[Dataset excerpt]
::::::

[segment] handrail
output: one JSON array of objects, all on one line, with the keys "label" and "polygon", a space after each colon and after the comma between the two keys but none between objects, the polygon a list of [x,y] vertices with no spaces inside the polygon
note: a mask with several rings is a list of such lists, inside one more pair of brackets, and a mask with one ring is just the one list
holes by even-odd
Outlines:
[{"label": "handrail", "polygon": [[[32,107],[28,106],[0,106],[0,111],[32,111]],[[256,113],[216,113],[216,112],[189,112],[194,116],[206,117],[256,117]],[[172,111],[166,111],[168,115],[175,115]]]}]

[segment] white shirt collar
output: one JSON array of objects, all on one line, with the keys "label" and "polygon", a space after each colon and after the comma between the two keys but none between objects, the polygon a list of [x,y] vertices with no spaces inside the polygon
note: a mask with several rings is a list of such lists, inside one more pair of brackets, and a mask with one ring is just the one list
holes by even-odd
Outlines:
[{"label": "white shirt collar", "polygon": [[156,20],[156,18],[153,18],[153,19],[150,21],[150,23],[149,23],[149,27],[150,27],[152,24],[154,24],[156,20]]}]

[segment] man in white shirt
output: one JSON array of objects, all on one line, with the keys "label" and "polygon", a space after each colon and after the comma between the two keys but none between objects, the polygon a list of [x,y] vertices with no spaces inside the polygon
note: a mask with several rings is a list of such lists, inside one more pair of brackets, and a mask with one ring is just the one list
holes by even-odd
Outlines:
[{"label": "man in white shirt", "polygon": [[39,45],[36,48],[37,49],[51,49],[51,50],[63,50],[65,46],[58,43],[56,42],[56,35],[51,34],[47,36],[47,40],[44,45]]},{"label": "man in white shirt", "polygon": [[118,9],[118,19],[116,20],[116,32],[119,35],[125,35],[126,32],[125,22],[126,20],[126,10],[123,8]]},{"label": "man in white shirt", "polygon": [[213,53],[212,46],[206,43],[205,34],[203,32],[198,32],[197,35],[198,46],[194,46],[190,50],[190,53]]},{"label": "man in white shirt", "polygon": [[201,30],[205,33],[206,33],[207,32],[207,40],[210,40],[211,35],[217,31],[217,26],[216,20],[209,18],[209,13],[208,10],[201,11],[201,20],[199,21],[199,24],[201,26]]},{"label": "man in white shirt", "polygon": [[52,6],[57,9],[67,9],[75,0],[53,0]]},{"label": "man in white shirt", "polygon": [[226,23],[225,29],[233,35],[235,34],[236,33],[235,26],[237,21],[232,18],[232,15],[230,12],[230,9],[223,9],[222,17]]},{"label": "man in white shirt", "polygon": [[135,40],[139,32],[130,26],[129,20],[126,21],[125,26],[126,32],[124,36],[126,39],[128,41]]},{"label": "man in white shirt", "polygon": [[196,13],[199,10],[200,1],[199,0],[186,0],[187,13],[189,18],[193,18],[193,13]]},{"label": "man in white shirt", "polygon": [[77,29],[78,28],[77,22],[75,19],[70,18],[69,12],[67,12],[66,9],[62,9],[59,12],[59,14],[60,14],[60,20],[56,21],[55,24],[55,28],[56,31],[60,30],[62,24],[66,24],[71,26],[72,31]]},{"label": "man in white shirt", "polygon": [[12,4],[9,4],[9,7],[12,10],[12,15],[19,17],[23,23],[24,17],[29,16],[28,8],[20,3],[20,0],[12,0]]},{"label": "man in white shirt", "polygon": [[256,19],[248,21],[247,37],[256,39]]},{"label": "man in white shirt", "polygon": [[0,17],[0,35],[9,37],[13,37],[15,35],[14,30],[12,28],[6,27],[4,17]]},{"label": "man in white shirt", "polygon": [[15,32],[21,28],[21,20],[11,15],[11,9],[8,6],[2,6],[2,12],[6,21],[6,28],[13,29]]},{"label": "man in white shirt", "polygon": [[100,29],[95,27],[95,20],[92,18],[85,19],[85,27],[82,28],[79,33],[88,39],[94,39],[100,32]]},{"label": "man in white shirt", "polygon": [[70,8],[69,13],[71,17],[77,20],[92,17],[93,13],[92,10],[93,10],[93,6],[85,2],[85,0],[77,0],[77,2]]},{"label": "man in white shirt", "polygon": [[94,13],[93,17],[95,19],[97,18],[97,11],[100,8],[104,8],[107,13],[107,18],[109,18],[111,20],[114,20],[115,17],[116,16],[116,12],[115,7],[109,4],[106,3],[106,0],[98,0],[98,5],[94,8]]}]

::::::

*Exercise objective*
Return all of the entries exactly as written.

*Task response*
[segment] handrail
output: one JSON array of objects, all on one line, with the keys "label" and "polygon", a space after each colon and after the comma between the two keys but none between objects, the polygon a list of [x,y] vertices with no spaces inside the polygon
note: a mask with several rings is a list of such lists, inside one more pair of brackets, and a mask with one ring is just the one list
holes by even-odd
Outlines:
[{"label": "handrail", "polygon": [[[32,107],[28,106],[0,106],[0,111],[32,111]],[[256,113],[216,113],[216,112],[189,112],[194,116],[206,117],[256,117]],[[172,111],[166,111],[168,115],[175,115]]]}]

[segment] white shirt collar
output: one JSON array of objects, all on one line, with the keys "label" and "polygon", a space after each colon and after the comma between the two keys but none between objects, the polygon a list of [x,y] vertices with no spaces inside the polygon
note: a mask with several rings is a list of such lists, inside one more pair of brackets, and a mask with one ring is just the one list
holes by even-odd
Outlines:
[{"label": "white shirt collar", "polygon": [[156,20],[156,18],[153,18],[153,19],[150,21],[150,23],[149,23],[149,27],[150,27],[152,24],[154,24],[156,20]]}]

[segment] man in white shirt
output: one JSON array of objects, all on one line, with the keys "label" and "polygon", a space after each colon and after the comma between the two keys but none between objects, the polygon a list of [x,y] vertices with no spaces inside the polygon
note: a mask with several rings is a list of such lists, inside one more pair of brackets, and a mask with one ring is just the one list
holes by even-odd
Outlines:
[{"label": "man in white shirt", "polygon": [[39,45],[36,48],[37,49],[51,49],[51,50],[63,50],[65,46],[58,43],[56,42],[56,35],[51,34],[47,36],[47,40],[44,45]]},{"label": "man in white shirt", "polygon": [[118,9],[118,19],[116,20],[116,32],[119,35],[125,35],[126,32],[125,22],[126,20],[126,10],[123,8]]},{"label": "man in white shirt", "polygon": [[213,53],[212,46],[206,43],[205,34],[203,32],[198,32],[197,35],[198,46],[194,46],[190,50],[190,53]]},{"label": "man in white shirt", "polygon": [[201,30],[205,33],[206,33],[207,32],[207,40],[210,40],[211,35],[217,31],[217,26],[216,20],[209,18],[209,13],[208,10],[201,11],[201,20],[199,21],[199,24],[201,26]]},{"label": "man in white shirt", "polygon": [[52,6],[57,9],[67,9],[75,0],[53,0]]},{"label": "man in white shirt", "polygon": [[226,23],[225,29],[233,35],[235,34],[236,33],[235,26],[237,21],[232,18],[232,15],[230,12],[230,9],[223,9],[222,17]]},{"label": "man in white shirt", "polygon": [[135,40],[139,32],[130,26],[129,20],[126,21],[125,26],[126,32],[124,36],[126,39],[128,41]]},{"label": "man in white shirt", "polygon": [[196,13],[199,10],[200,1],[199,0],[186,0],[187,13],[189,18],[193,18],[193,13]]},{"label": "man in white shirt", "polygon": [[77,29],[78,28],[77,22],[75,19],[70,18],[69,12],[67,12],[66,9],[62,9],[59,12],[59,14],[60,14],[60,20],[56,21],[55,24],[55,28],[56,31],[60,30],[62,24],[66,24],[71,26],[72,31]]},{"label": "man in white shirt", "polygon": [[12,4],[9,4],[9,7],[12,10],[12,15],[19,17],[23,23],[24,17],[29,16],[28,8],[20,3],[20,0],[12,0]]},{"label": "man in white shirt", "polygon": [[256,19],[248,21],[247,37],[256,39]]},{"label": "man in white shirt", "polygon": [[0,17],[0,35],[9,37],[13,37],[15,35],[14,30],[12,28],[6,27],[4,17]]},{"label": "man in white shirt", "polygon": [[15,32],[21,28],[21,20],[11,15],[11,9],[8,6],[2,6],[2,12],[6,21],[6,28],[13,29]]},{"label": "man in white shirt", "polygon": [[100,29],[95,27],[95,20],[92,18],[85,19],[85,27],[82,28],[79,33],[88,39],[94,39],[100,32]]},{"label": "man in white shirt", "polygon": [[70,8],[69,13],[71,17],[77,20],[92,17],[93,13],[92,10],[93,10],[93,6],[85,2],[85,0],[77,0],[77,2]]},{"label": "man in white shirt", "polygon": [[94,13],[93,17],[95,19],[97,18],[97,11],[100,8],[104,8],[107,13],[107,18],[109,18],[111,20],[114,20],[115,17],[116,16],[116,12],[115,7],[109,4],[106,3],[106,0],[98,0],[98,5],[94,8]]}]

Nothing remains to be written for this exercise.